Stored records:
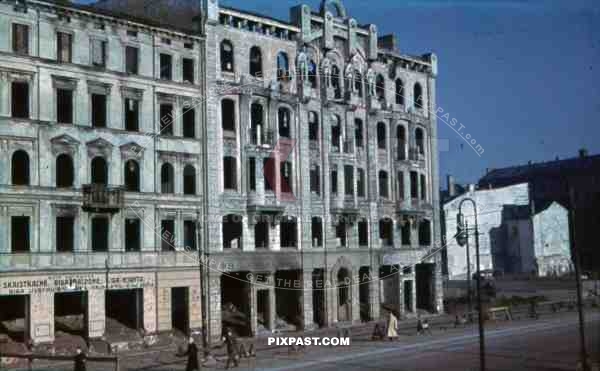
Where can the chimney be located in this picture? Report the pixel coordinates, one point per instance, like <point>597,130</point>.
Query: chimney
<point>451,188</point>
<point>387,42</point>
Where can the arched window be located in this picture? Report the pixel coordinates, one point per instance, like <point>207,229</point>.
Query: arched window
<point>132,176</point>
<point>284,121</point>
<point>255,62</point>
<point>381,136</point>
<point>226,56</point>
<point>418,95</point>
<point>358,83</point>
<point>283,67</point>
<point>167,179</point>
<point>383,184</point>
<point>380,87</point>
<point>228,115</point>
<point>64,171</point>
<point>419,141</point>
<point>99,171</point>
<point>20,168</point>
<point>399,92</point>
<point>189,180</point>
<point>312,74</point>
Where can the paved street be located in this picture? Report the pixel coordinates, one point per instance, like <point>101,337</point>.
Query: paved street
<point>550,343</point>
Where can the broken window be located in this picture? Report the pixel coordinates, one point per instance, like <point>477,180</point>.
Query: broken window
<point>418,95</point>
<point>99,171</point>
<point>381,136</point>
<point>187,70</point>
<point>228,115</point>
<point>189,180</point>
<point>98,53</point>
<point>64,233</point>
<point>166,68</point>
<point>64,106</point>
<point>167,121</point>
<point>189,122</point>
<point>20,99</point>
<point>167,179</point>
<point>283,67</point>
<point>100,231</point>
<point>99,110</point>
<point>63,47</point>
<point>363,233</point>
<point>226,56</point>
<point>132,107</point>
<point>20,168</point>
<point>20,235</point>
<point>64,171</point>
<point>383,184</point>
<point>229,173</point>
<point>284,118</point>
<point>131,60</point>
<point>132,176</point>
<point>358,132</point>
<point>399,92</point>
<point>414,185</point>
<point>315,179</point>
<point>132,235</point>
<point>349,180</point>
<point>20,39</point>
<point>313,126</point>
<point>189,234</point>
<point>255,62</point>
<point>360,183</point>
<point>167,235</point>
<point>252,173</point>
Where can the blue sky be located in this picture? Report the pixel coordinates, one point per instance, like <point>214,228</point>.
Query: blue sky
<point>521,76</point>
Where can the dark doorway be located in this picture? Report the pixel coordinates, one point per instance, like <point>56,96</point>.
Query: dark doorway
<point>70,313</point>
<point>180,309</point>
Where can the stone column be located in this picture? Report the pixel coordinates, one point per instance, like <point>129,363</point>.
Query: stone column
<point>96,313</point>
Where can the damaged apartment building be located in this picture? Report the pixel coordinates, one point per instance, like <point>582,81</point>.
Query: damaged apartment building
<point>296,155</point>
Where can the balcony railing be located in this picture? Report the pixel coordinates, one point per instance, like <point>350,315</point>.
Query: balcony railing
<point>101,198</point>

Task details: Go through the entries above and write them out again exactly, images left behind.

Solution:
Where can the chimney be located in this picture? Report the pixel coordinates, one point per instance, like <point>597,130</point>.
Query: chimney
<point>451,188</point>
<point>387,42</point>
Where can the arched window be located in this picture? Report the pixel coordinates, one point per instance, like <point>207,229</point>.
Query: arched window
<point>132,176</point>
<point>284,121</point>
<point>255,62</point>
<point>381,136</point>
<point>226,56</point>
<point>418,95</point>
<point>358,83</point>
<point>283,67</point>
<point>167,179</point>
<point>383,184</point>
<point>380,87</point>
<point>228,115</point>
<point>64,171</point>
<point>419,141</point>
<point>99,171</point>
<point>20,168</point>
<point>399,92</point>
<point>189,180</point>
<point>312,74</point>
Where can the paved street be located in this picture? Report the pixel coordinates, one point per instance, like <point>101,337</point>.
Query: paved street
<point>550,343</point>
Where can the broken window be located in this picture? Report the pixel coordinates, one point per instance, like <point>477,180</point>.
Query: broken window
<point>418,95</point>
<point>99,171</point>
<point>381,136</point>
<point>187,70</point>
<point>228,115</point>
<point>189,180</point>
<point>98,53</point>
<point>64,233</point>
<point>166,68</point>
<point>64,106</point>
<point>167,121</point>
<point>189,122</point>
<point>20,99</point>
<point>167,179</point>
<point>283,67</point>
<point>100,231</point>
<point>99,110</point>
<point>63,47</point>
<point>363,233</point>
<point>226,56</point>
<point>132,107</point>
<point>20,168</point>
<point>20,235</point>
<point>64,171</point>
<point>383,184</point>
<point>229,173</point>
<point>284,118</point>
<point>131,60</point>
<point>132,176</point>
<point>358,132</point>
<point>399,92</point>
<point>414,185</point>
<point>315,179</point>
<point>132,235</point>
<point>349,180</point>
<point>20,39</point>
<point>313,126</point>
<point>189,234</point>
<point>255,62</point>
<point>360,183</point>
<point>167,235</point>
<point>252,173</point>
Where can the blue sky be located in this picture? Report the pixel coordinates, one point per instance, like <point>214,228</point>.
Query: blue sky
<point>521,76</point>
Where can the dark doorway be located in this picture? Report the pixel coordinates, one point per instance, like <point>56,96</point>.
Query: dark doorway
<point>70,313</point>
<point>180,309</point>
Where can the stone column be located in this picture? Report the pixel coordinates, one point per instance, like <point>129,363</point>.
Query: stone column
<point>96,313</point>
Where can the damaged apartment building be located in this picture? Report the pixel coordinates, one point per instance, like <point>582,81</point>.
Query: damaged apartment building
<point>296,155</point>
Where can the balcony railing be located in this picture? Report the pixel coordinates, one point per instance, like <point>350,315</point>.
Query: balcony railing
<point>101,198</point>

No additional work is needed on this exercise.